Aufgaben:
A - Mit welchen Worten beginnt laut der Rezension zum Gedichtband das Buch?
B - Nennen Sie alle Fragesätze, die in der Rezension zum Gedichtband stehen.
C - Setzen Sie die Rezension zum Gedichtband im Anschluss an ihren letzten Satz fort.

Gezeigter Auszug:
-*-

Archiv der Kategorie: Artikel und Rezensionen

Buchrezensionen und Artikel von Maren Schönfeld

Hinter den Bergen wechseln die Farben

Der gut hundert Seiten umfassende Gedichtband beginnt mit „Wach auf“ und endet mit der Sonne. Dieses „Wach auf“ mag Erzählung und Aufforderung zugleich sein, und zwischen diesem Aufwachen und der Sonne kann eine Nacht, ein Jahr oder ein ganzes Leben liegen. Gino Leinewebers Gedichte kommen wie aus einem Atemzug geboren daher, wie ein Bewusstseinsstrom, kontinuierlich und mit einem gewissen Tempo, aber nicht atemlos, eher als meditative Reise durch die Innenwelt. Faszinierend dabei ist, dass es nicht bei dem Einblick in die Innenwelt des Dichters bleibt, sondern dort beginnt und in die Innenwelt der Leserin führt. Aufwachen also, und dann die Reise durch Verse, Gedichte, Seiten beginnen. Sehr weniges wird benannt und auserzählt, sehr vieles angedeutet, und darin liegt auch das Geheimnis dieser lyrischen Rezeptur: „ (…) Sie tut dann so als ob … // Doch ich weiß / Sie hat mich im Blick / Lässt mich nie / Aus den Augen (…)“ (S. 10) Diese Andeutungen, mit denen der Dichter Empfindungen beschreibt, die man selbst womöglich gar nicht in Worte kleiden könnte oder die zu benennen einem nicht eingefallen wäre, treffen direkt ins Schwarze. Was ist Realität? Wie frei ist der viel beschworene Freie Wille? Es geht ums Erkennen, Versäumen, um Mut und vor allem um die Vergänglichkeit. Um die Kraft von Gedanken, nicht zuletzt darum, frei zu werden, wüsste man, was das bedeutet. Gehen wir mit mehr Erkenntnissen von dieser Welt, als wir gekommen sind? Sehen wir die reale Welt oder bauen wir uns eine Welt aus dem, was wir sehen?

-*-

Datenabschnitt:
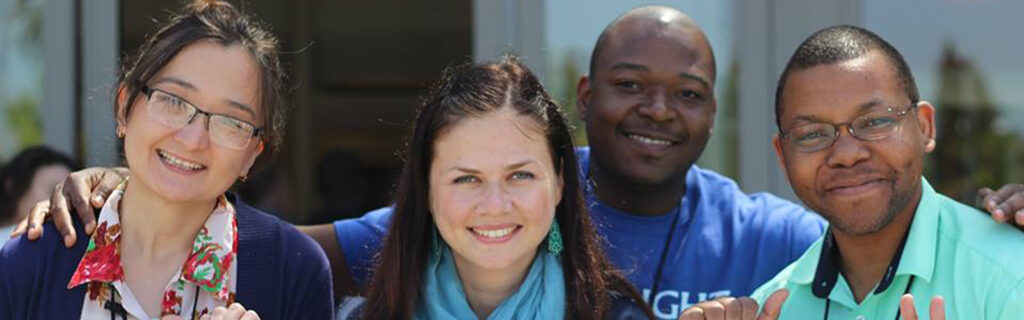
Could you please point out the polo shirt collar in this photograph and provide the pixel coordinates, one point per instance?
(914, 256)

-*-

Antworten je Aufgabe:
A - Mit „Wach auf“.

B -
- Was ist Realität?
- Wie frei ist der viel beschworene Freie Wille?
- Gehen wir mit mehr Erkenntnissen von dieser Welt, als wir gekommen sind?
- Sehen wir die reale Welt oder bauen wir uns eine Welt aus dem, was wir sehen?

C -
Alle Gedichte sind miteinander verbunden, ohne dass auf den ersten Blick offensichtliche Bezüge bestehen. Es empfiehlt sich, das Buch direkt hintereinander zweimal zu lesen, damit sich diese ganz offenbaren. Wie weit beispielsweise Erlebnisse der Kindheit in den Rest des Lebens hineinwirken, lässt sich in diesem Lyrikband finden. Ob wirklich jemand unter der Treppe sitzt oder ob einer gleich mal da hochkommt – viele kennen solche „Erziehungsmaßnahmen“, und in der Beschäftigung mit diese Gedichten sind für mich viele vage Momente, Erlebnisse und Prägungen aus meinem Leben klar und greifbar geworden.

Dabei bleibt Gino Leineweber nicht im Detail, sondern schaut immer auf das große Ganze, wirft einen philosophischen Blick auf das Leben. Trotz der auch schweren Themen schafft er es, mit Humor die manchmal komplizierten und leicht abgehobenen Gedankengänge zu erden: „(…) Kann es sein / Dass ich mich nur denke? // Könnte sein!“ (S. 94).

Einiges habe ich nach der Lektüre aus einer anderen Perspektive betrachtet, zum Beispiel Traurigkeit:

Traurig zu sein
Wird unterschätzt
Es heißt nicht
Wie beim Glück
Hinterherlaufen und einfangen

Traurig zu sein
Kommt von allein
Meist unverhofft
Man bleibt für sich
Keiner will etwas abhaben

Traurig zu sein
Heißt die Kontrolle zu verlieren
Man fühlt für sich allein
Kann sich hingeben
Sieht sich selbst

(S. 98)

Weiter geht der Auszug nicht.